• _Text segment_:
========

Q9. Is the integer n odd (1) n is divisible by 3 (2) 2n is divisible by twice as many positive integers as n

(1) There are odd as well as even numbers, which are divisible by 3 (3 and 6, for example). Not sufficient.

(2) The statement is true for any non-zero integer. But still, n can be even or odd. Try n=3 and n=4, for example. Remark: n cannot be 0, as zero has infinitely many divisor (any non-zero integer is a factor of 0). Not sufficient.

(1) and (2): From the above, it is clear that not sufficient.

Answer E

Answer to this question is B, not E.

Is the integer n odd ?

(1) n is divisible by 3. Clearly insufficient, consider n=3 and n=6.

(2) 2n is divisible by twice as many positive integers as n TIP: When odd number n is doubled, 2n has twice as many factors as n. Thats because odd number has only odd factors and when we multiply n by two, we remain all these odd factors as divisors and adding exactly the same number of even divisors, which are odd*2.

2. Is a product of three integers XYZ a prime? (1) X=-Y (2) Z=1

(1) x=-y --> for xyz to be a prime z must be -p AND x=-y shouldn't be zero. Not sufficient. (2) z=1 --> Not sufficient. (1)+(2) x=-y and z=1 --> x and y can be zero, xyz=0 not prime OR xyz is negative, so not prime. In either case we know xyz not prime.

Answer: C

Hello Bunuel, I did not understand this explanation. A prime number is one which is divisible by 1 and itself, right. So when you are multiplying two or three numbers.... even if it is prime or not.... the result is not only divisible by 1 and itself but also by that prime number. So in any case multiplication of any 3 numbers cannot be prime?!!

ANSWERS: 3. Multiplication of the two digit numbers wx and cx, where w,x and c are unique non-zero digits, the product is a three digit number. What is w+c-x? (1) The three digits of the product are all the same and different from w c and x. (2) x and w+c are odd numbers.

========

• _Data lines_:
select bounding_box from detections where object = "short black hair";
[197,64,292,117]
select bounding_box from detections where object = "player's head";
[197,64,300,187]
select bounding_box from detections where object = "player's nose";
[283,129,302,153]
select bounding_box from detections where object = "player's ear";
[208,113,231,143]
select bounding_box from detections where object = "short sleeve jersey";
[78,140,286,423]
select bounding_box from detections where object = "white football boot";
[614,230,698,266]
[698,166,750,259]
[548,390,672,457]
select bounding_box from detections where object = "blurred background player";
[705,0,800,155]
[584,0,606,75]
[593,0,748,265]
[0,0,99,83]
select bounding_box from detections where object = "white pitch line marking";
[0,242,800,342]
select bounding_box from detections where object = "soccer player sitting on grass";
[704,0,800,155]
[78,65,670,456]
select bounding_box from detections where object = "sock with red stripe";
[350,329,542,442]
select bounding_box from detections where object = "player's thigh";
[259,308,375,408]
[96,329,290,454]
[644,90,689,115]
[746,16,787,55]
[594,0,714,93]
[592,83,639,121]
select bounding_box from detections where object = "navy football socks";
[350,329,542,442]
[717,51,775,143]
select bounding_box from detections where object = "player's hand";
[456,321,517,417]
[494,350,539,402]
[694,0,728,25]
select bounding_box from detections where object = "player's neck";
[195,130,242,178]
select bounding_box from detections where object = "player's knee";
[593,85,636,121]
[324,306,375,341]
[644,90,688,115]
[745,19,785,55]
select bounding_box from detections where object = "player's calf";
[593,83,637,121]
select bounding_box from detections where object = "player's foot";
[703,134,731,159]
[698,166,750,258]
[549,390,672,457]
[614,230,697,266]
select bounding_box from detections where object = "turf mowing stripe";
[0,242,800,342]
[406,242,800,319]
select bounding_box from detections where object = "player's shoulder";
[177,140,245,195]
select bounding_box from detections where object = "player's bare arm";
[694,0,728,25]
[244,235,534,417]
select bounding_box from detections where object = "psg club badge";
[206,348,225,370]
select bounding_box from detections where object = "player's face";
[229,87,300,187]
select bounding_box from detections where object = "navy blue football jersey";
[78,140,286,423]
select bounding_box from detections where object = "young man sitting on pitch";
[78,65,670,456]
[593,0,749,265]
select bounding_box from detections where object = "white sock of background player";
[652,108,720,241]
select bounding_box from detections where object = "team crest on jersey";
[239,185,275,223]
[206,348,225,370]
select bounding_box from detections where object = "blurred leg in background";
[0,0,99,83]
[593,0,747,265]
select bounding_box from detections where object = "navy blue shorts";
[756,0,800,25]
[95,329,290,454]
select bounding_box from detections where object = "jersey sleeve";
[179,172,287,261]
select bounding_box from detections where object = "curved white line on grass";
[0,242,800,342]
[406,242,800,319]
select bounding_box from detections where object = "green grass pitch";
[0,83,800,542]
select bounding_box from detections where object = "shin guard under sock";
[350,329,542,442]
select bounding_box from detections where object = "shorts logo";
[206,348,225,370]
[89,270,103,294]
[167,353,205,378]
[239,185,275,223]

========

• _Required task_: Which answer letters does the forum thread state as the answer to a question? Give each letter once.

• _Response to this task_: E, B, C